## SUPPLIED DATA
begin
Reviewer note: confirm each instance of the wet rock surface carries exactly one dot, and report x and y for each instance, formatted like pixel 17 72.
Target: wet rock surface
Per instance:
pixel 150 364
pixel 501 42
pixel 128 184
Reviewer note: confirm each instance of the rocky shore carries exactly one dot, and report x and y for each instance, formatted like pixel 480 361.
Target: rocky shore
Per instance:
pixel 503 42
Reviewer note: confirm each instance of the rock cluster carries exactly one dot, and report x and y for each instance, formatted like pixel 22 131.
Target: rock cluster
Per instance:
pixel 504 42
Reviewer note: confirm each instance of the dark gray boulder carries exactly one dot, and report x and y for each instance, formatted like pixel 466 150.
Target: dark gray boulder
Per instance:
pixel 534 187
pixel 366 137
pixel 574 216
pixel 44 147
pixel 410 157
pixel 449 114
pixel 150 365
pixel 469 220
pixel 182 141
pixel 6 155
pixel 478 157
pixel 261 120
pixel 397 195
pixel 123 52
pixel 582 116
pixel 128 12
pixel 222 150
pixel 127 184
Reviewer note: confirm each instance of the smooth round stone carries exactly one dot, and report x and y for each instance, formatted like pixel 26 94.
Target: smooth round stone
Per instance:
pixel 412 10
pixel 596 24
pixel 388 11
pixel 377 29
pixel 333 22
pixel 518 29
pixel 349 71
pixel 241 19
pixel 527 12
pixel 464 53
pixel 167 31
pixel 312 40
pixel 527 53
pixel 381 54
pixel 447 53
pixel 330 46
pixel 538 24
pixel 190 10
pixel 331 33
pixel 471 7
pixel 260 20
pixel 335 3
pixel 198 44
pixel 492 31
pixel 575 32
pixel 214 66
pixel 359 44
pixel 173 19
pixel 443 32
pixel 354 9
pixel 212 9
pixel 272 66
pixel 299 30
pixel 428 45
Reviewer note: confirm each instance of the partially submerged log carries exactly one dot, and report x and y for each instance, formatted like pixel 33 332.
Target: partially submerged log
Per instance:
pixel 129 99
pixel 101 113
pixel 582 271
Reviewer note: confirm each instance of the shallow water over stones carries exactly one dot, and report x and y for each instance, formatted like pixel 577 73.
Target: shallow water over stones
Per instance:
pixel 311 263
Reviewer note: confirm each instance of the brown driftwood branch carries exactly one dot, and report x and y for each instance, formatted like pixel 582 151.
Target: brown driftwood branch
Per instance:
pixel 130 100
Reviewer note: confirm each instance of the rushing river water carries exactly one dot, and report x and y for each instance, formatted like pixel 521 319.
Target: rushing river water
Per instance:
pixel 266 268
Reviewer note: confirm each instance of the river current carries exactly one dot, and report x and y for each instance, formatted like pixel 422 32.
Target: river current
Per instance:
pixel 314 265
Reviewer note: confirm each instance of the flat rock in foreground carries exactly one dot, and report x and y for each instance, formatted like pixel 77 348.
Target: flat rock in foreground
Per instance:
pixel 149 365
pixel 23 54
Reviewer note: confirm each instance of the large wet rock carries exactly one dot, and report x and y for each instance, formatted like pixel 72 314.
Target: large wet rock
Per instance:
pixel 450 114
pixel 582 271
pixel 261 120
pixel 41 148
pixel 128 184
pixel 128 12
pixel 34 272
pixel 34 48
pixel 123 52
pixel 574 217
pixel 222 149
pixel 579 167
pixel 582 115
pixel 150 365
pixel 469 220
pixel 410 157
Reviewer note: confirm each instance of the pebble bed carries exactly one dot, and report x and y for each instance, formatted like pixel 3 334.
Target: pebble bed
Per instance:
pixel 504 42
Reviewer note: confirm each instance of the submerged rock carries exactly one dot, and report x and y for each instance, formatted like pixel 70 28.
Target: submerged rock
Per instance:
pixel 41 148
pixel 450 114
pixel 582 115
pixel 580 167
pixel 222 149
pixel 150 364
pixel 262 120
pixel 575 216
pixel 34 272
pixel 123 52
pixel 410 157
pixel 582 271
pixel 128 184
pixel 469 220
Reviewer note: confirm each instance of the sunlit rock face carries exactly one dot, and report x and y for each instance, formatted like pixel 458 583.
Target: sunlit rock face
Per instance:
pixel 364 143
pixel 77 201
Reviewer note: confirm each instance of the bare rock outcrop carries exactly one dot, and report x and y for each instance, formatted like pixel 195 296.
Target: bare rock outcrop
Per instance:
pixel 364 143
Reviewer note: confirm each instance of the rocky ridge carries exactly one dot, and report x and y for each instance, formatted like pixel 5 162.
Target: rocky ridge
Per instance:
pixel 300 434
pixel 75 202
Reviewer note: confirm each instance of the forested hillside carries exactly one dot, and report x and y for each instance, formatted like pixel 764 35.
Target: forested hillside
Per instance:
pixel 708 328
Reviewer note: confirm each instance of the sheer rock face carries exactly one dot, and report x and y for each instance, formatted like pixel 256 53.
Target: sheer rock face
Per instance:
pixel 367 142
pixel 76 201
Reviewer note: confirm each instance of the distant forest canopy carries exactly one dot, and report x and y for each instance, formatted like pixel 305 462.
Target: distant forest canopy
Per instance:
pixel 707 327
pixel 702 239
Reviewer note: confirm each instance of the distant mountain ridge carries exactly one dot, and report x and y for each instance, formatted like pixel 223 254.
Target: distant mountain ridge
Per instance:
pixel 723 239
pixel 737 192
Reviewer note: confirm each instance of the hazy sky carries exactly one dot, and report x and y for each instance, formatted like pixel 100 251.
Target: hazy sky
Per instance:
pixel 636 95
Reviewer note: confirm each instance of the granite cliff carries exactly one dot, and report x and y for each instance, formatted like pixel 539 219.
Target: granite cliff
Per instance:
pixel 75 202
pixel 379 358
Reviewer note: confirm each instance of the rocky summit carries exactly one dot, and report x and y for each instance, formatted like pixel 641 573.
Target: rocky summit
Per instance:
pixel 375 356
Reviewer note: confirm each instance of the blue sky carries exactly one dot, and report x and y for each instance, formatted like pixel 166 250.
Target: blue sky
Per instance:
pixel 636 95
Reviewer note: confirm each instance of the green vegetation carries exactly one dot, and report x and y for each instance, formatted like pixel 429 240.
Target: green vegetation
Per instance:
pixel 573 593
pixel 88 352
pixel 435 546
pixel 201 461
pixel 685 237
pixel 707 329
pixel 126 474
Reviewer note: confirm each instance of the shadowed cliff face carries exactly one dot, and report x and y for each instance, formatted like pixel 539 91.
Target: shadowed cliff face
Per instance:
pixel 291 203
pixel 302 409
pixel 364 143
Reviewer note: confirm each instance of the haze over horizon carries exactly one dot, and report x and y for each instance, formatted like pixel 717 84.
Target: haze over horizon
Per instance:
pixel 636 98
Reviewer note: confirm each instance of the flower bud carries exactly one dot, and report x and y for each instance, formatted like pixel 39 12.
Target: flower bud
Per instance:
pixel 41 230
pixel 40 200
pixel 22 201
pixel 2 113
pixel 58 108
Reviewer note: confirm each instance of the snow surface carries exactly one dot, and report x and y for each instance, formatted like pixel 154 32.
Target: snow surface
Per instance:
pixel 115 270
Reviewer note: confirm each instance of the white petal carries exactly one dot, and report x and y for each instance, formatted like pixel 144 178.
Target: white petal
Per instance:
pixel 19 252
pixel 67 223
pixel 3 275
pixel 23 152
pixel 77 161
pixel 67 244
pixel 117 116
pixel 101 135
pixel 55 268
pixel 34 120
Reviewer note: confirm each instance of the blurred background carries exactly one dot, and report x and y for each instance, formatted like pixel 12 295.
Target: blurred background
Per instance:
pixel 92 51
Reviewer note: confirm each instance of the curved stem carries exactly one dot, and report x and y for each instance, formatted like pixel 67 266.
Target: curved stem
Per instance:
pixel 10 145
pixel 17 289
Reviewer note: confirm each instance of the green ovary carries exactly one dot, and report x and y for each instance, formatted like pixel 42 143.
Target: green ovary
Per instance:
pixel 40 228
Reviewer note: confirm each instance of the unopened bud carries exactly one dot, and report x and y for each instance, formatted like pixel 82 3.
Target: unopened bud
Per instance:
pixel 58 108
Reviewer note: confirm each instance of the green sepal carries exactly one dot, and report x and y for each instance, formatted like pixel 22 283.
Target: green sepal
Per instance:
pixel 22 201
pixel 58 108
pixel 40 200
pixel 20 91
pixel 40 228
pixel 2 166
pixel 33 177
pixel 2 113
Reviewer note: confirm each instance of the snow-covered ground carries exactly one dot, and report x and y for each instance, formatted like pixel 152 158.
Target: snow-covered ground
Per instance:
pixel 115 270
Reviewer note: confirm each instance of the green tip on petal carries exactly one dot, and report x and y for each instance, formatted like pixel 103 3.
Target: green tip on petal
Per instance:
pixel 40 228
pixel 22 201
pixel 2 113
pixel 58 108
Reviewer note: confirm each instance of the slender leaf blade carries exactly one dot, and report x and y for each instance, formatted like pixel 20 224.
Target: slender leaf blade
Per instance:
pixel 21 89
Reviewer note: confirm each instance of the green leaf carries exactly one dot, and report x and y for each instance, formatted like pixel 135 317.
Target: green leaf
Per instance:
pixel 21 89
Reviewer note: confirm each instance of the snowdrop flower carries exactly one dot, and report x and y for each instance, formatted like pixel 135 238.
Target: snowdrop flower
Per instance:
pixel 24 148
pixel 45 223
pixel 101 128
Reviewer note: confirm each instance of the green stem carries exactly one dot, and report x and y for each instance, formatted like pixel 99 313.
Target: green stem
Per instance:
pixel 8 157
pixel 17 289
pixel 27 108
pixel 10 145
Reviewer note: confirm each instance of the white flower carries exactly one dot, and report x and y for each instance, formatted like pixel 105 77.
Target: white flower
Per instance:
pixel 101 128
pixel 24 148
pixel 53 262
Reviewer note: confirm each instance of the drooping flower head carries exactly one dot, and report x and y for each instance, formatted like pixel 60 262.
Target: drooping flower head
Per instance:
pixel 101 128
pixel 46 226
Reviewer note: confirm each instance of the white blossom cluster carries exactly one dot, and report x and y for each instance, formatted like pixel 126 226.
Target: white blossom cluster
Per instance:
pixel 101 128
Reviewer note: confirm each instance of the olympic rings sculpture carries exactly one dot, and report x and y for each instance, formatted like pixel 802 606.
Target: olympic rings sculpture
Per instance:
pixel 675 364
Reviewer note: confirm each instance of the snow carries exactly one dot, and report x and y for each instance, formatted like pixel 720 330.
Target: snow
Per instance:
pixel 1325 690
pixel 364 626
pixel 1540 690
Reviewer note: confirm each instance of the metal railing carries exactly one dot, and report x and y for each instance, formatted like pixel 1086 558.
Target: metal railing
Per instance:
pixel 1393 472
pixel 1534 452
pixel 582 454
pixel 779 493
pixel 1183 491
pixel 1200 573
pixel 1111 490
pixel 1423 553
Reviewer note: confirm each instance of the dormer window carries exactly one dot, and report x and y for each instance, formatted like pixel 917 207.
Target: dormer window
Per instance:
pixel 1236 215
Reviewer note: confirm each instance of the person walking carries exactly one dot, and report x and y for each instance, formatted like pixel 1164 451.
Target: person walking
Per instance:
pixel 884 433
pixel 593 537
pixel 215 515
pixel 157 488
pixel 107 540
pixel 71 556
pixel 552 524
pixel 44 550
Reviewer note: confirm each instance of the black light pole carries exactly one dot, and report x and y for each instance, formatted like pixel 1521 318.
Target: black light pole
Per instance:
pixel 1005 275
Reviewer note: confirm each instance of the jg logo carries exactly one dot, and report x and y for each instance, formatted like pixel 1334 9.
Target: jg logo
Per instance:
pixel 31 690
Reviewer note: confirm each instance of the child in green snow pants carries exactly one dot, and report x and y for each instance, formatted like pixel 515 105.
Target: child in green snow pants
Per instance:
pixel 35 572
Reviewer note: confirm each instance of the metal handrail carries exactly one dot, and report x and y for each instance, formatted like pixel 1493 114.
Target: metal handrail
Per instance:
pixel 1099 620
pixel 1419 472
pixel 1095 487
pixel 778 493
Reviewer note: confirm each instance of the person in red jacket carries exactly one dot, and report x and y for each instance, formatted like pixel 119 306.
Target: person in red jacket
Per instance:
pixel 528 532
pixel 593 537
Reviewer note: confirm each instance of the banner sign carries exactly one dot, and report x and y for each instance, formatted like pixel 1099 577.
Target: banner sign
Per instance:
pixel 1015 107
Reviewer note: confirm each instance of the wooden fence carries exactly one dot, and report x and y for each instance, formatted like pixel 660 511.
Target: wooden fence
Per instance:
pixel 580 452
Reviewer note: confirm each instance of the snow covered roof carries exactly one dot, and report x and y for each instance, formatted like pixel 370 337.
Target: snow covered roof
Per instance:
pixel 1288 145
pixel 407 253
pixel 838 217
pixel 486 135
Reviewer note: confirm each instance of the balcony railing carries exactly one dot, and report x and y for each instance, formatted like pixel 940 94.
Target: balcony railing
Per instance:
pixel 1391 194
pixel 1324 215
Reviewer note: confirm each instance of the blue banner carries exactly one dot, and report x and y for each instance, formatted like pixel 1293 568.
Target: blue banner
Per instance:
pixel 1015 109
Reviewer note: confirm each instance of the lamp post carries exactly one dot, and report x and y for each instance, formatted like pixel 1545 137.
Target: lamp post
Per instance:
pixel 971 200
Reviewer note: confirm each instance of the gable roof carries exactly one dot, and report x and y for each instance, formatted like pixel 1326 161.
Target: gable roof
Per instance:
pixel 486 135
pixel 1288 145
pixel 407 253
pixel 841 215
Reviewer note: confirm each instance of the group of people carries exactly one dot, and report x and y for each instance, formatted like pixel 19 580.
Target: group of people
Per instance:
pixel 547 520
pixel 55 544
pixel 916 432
end
## STATED GOAL
Lay out the rows from the line with "Reviewer note: confirm each instance of the banner" up to and including the line with "pixel 580 452" as a two-column CSV with the headers instruction and answer. Give one line per row, with its text and its answer each in a single quoted field and any line breaks replaced by spaces.

## CORRECT RESULT
instruction,answer
"Reviewer note: confirm each instance of the banner sign carries exactly one dot, and report x and y for each instance, formatted like pixel 1099 577. Target: banner sign Per instance:","pixel 1015 107"
"Reviewer note: confirm each instance of the wooden fence carries exactly one dot, and report x and y for each instance, formatted like pixel 660 511. Target: wooden fence Per instance:","pixel 580 452"